Declaring an actual buffer argument with the ASYNCHRONOUS Fortran attribute in a scoping unit (or BLOCK) informs the compiler that any statement in the scoping unit may be executed while the buffer is affected by a pending asynchronous Fortran input/output operation (since Fortran 2003) or by an asynchronous communication (TS 29113 extension). Without the extensions specified in TS 29113, a Fortran compiler may totally ignore this attribute if the Fortran compiler implements asynchronous Fortran input/output operations with blocking I/O. The ASYNCHRONOUS attribute protects the buffer accesses from optimizations through code movements across routine calls, and the buffer itself from temporary and permanent data movements. If the choice buffer dummy argument of a nonblocking MPI routine is declared with ASYNCHRONOUS (which is mandatory for the mpi_f08 module, with allowable exceptions listed in Section MPI for Different Fortran Standard Versions ), then the compiler has to guarantee call by reference and should report a compile-time error if call by reference is impossible, e.g., if vector subscripts are used. The MPI_ASYNC_PROTECTS_NONBLOCKING is set to .TRUE. if both the protection of the actual buffer argument through ASYNCHRONOUS according to the TS 29113 extension and the declaration of the dummy argument with ASYNCHRONOUS in the Fortran support method is guaranteed for all nonblocking routines, otherwise it is set to .FALSE..
The ASYNCHRONOUS attribute has some restrictions.

SET PROBLEM 1
Do these statements agree with the text on the ASYNCHRONOUS attribute? For each, answer yes or no and quote the deciding words of the text. (a) Without the TS 29113 extensions, a Fortran compiler that implements asynchronous input/output with blocking I/O may ignore the attribute. (b) For the mpi_f08 module, declaring the choice buffer dummy argument of a nonblocking MPI routine with ASYNCHRONOUS is optional. (c) MPI_ASYNC_PROTECTS_NONBLOCKING is set to .TRUE. when the protection is guaranteed for only some nonblocking routines.
SET PROBLEM 2
According to the text on the ASYNCHRONOUS attribute, what does the attribute protect the buffer accesses and the buffer itself from? List every item it names.
SET PROBLEM 3
Summarize the text on the ASYNCHRONOUS attribute in two sentences.

EXTRACTED ENTRIES
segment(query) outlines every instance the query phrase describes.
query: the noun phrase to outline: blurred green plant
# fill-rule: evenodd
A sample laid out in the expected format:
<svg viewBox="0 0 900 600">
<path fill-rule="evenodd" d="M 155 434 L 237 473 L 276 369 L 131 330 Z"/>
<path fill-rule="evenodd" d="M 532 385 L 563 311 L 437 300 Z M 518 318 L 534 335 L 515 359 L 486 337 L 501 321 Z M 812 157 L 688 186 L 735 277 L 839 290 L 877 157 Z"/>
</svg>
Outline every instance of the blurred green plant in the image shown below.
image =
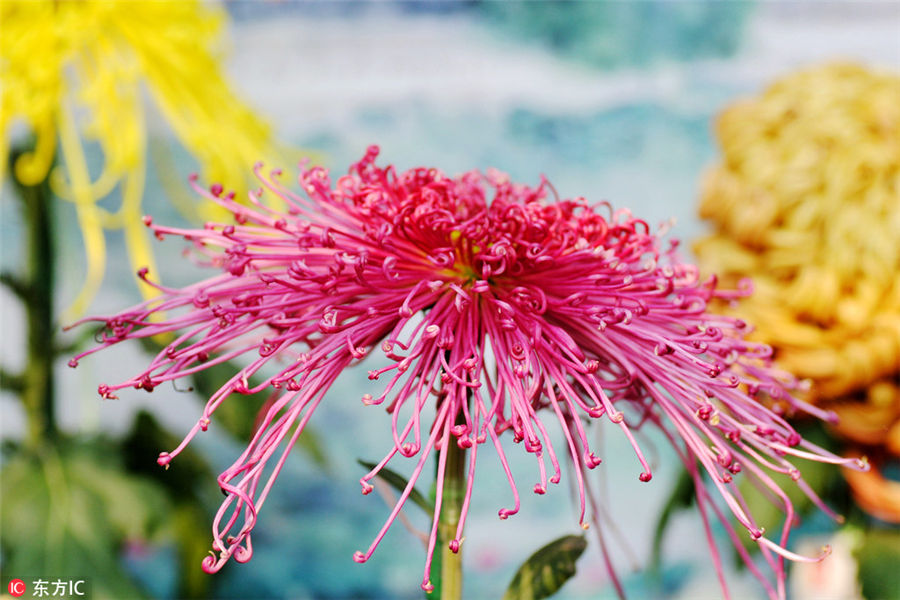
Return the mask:
<svg viewBox="0 0 900 600">
<path fill-rule="evenodd" d="M 840 451 L 839 442 L 829 435 L 821 423 L 801 422 L 796 425 L 796 429 L 804 439 L 828 450 Z M 805 462 L 803 478 L 830 508 L 841 515 L 841 521 L 832 528 L 831 532 L 836 531 L 837 526 L 853 532 L 853 539 L 856 540 L 853 557 L 856 560 L 857 580 L 863 598 L 866 600 L 900 599 L 900 570 L 897 569 L 897 565 L 900 564 L 900 527 L 875 519 L 860 508 L 854 502 L 850 487 L 841 471 L 829 467 L 830 465 L 824 463 Z M 786 481 L 788 476 L 773 474 L 772 478 L 778 483 L 784 483 L 782 479 Z M 747 507 L 756 517 L 759 526 L 770 531 L 780 527 L 783 515 L 775 510 L 763 492 L 746 479 L 741 481 L 740 487 Z M 783 485 L 781 489 L 793 502 L 797 511 L 796 518 L 801 523 L 806 517 L 817 512 L 816 506 L 799 489 L 789 485 Z M 689 510 L 693 504 L 694 487 L 691 485 L 691 477 L 687 470 L 682 470 L 672 486 L 663 512 L 657 520 L 653 537 L 653 558 L 650 563 L 651 576 L 660 576 L 662 544 L 672 517 L 681 511 Z M 814 527 L 817 535 L 822 533 L 820 527 Z M 803 530 L 800 531 L 802 533 Z M 758 545 L 753 543 L 749 537 L 742 541 L 748 552 L 759 552 Z M 744 562 L 738 556 L 737 551 L 734 552 L 733 558 L 737 568 L 744 568 Z"/>
</svg>

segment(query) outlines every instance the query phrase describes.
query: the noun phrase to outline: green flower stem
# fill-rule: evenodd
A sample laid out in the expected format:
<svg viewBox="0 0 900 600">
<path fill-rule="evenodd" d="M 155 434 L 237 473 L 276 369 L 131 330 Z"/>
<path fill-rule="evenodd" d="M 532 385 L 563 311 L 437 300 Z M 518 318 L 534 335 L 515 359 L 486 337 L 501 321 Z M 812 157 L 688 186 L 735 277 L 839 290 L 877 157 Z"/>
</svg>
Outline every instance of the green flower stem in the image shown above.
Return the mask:
<svg viewBox="0 0 900 600">
<path fill-rule="evenodd" d="M 441 600 L 462 598 L 462 547 L 452 552 L 448 547 L 456 537 L 459 515 L 466 490 L 466 451 L 450 436 L 450 443 L 441 452 L 447 453 L 444 470 L 444 492 L 441 501 L 441 517 L 438 524 L 438 542 L 441 550 Z"/>
<path fill-rule="evenodd" d="M 57 436 L 53 363 L 56 330 L 53 322 L 54 271 L 53 197 L 46 180 L 17 185 L 26 226 L 24 289 L 26 341 L 21 399 L 27 416 L 25 448 L 38 450 Z"/>
</svg>

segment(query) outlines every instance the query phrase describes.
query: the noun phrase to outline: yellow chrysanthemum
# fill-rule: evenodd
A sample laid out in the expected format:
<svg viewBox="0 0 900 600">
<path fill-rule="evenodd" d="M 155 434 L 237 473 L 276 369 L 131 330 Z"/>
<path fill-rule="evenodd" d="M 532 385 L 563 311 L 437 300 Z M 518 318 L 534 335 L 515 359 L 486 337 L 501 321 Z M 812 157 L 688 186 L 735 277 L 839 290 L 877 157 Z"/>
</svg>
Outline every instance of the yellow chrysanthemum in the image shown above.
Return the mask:
<svg viewBox="0 0 900 600">
<path fill-rule="evenodd" d="M 700 215 L 715 232 L 701 264 L 755 292 L 734 310 L 834 431 L 876 459 L 848 474 L 860 506 L 900 522 L 900 485 L 877 472 L 900 456 L 900 77 L 849 64 L 788 76 L 719 118 L 722 163 Z"/>
<path fill-rule="evenodd" d="M 700 215 L 704 266 L 755 293 L 740 311 L 781 364 L 838 396 L 900 366 L 900 77 L 835 64 L 719 118 Z"/>
<path fill-rule="evenodd" d="M 104 228 L 124 229 L 132 264 L 155 271 L 140 220 L 145 89 L 207 181 L 240 190 L 247 165 L 272 156 L 269 128 L 223 76 L 224 20 L 221 9 L 191 0 L 0 3 L 0 169 L 17 122 L 35 136 L 34 150 L 14 165 L 13 175 L 23 183 L 43 180 L 59 148 L 63 169 L 51 174 L 51 184 L 75 204 L 87 253 L 85 284 L 68 317 L 83 312 L 102 281 Z M 88 170 L 85 141 L 102 152 L 96 178 Z M 120 208 L 98 206 L 117 186 Z M 152 292 L 146 286 L 142 291 Z"/>
</svg>

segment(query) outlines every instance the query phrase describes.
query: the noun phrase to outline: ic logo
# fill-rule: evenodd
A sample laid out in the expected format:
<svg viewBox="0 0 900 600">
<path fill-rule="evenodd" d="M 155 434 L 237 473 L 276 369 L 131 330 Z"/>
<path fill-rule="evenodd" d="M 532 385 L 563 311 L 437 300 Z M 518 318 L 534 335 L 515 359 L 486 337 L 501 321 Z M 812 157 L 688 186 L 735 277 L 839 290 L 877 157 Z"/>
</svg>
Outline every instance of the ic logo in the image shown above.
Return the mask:
<svg viewBox="0 0 900 600">
<path fill-rule="evenodd" d="M 25 582 L 21 579 L 13 579 L 9 582 L 9 593 L 16 598 L 25 593 Z"/>
</svg>

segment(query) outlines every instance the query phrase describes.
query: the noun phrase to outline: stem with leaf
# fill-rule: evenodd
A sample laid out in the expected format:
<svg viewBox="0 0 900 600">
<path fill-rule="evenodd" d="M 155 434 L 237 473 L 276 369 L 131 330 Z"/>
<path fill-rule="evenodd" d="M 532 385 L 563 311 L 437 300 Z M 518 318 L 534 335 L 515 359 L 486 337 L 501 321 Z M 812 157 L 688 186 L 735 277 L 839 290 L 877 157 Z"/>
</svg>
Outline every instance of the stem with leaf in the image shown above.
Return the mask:
<svg viewBox="0 0 900 600">
<path fill-rule="evenodd" d="M 459 600 L 462 598 L 462 547 L 454 552 L 449 547 L 449 541 L 456 537 L 466 490 L 466 451 L 460 448 L 452 437 L 448 441 L 446 447 L 441 448 L 441 452 L 447 455 L 441 516 L 438 523 L 438 543 L 441 548 L 441 600 Z"/>
</svg>

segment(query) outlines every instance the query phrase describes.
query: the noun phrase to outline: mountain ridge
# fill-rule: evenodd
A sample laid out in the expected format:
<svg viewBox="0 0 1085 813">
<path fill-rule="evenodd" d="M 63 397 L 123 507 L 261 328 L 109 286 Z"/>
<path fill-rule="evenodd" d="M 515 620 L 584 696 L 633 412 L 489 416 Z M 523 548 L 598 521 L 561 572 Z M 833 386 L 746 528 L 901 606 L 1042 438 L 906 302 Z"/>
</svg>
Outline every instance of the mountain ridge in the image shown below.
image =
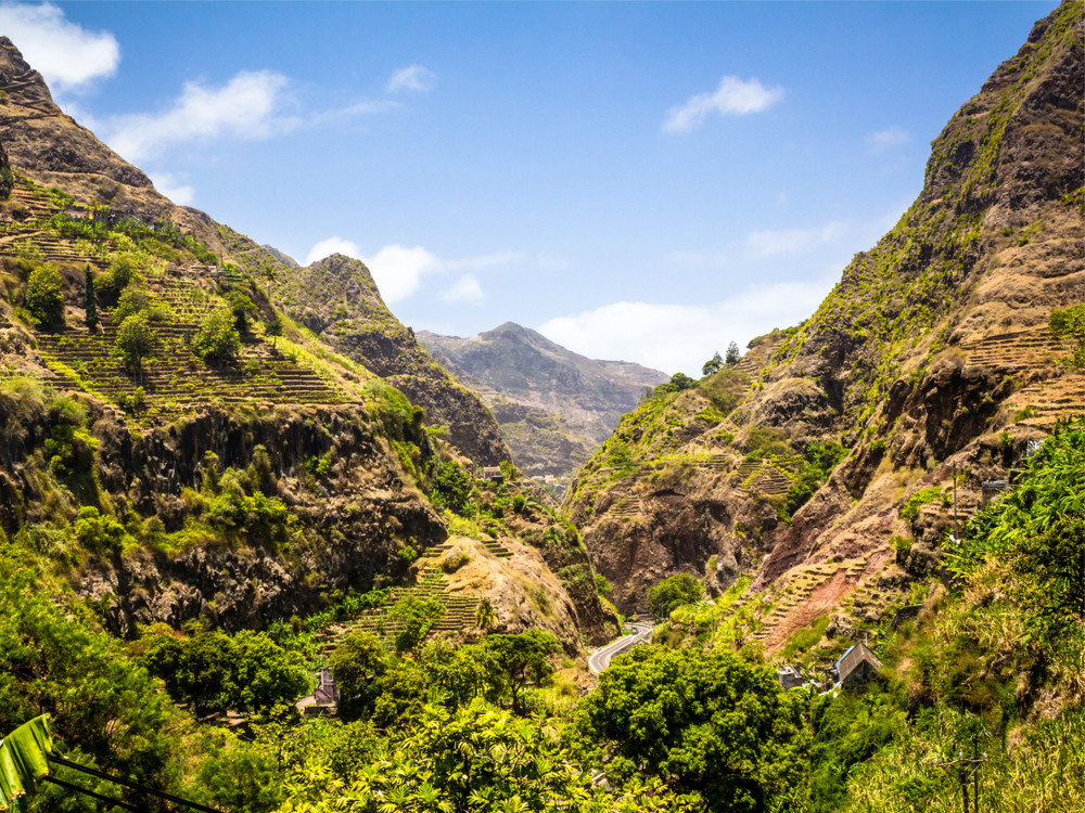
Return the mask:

TASK OUTPUT 1
(a) Yes: "Without the extensions specified in TS 29113, a Fortran compiler may totally ignore this attribute if the Fortran compiler implements asynchronous Fortran input/output operations with blocking I/O."
(b) No: "which is mandatory for the mpi_f08 module"
(c) No: "is guaranteed for all nonblocking routines, otherwise it is set to .FALSE."

TASK OUTPUT 2
- Optimizations through code movements across routine calls (buffer accesses)
- Temporary data movements (the buffer itself)
- Permanent data movements (the buffer itself)

TASK OUTPUT 3
Declaring a buffer with the Fortran ASYNCHRONOUS attribute tells the compiler that the buffer may be affected by pending asynchronous I/O or communication, which protects buffer accesses from code movements across routine calls and the buffer from temporary and permanent data movements. If a nonblocking MPI routine's choice buffer dummy argument is declared ASYNCHRONOUS, the compiler has to guarantee call by reference, and MPI_ASYNC_PROTECTS_NONBLOCKING is .TRUE. only if this protection is guaranteed for all nonblocking routines.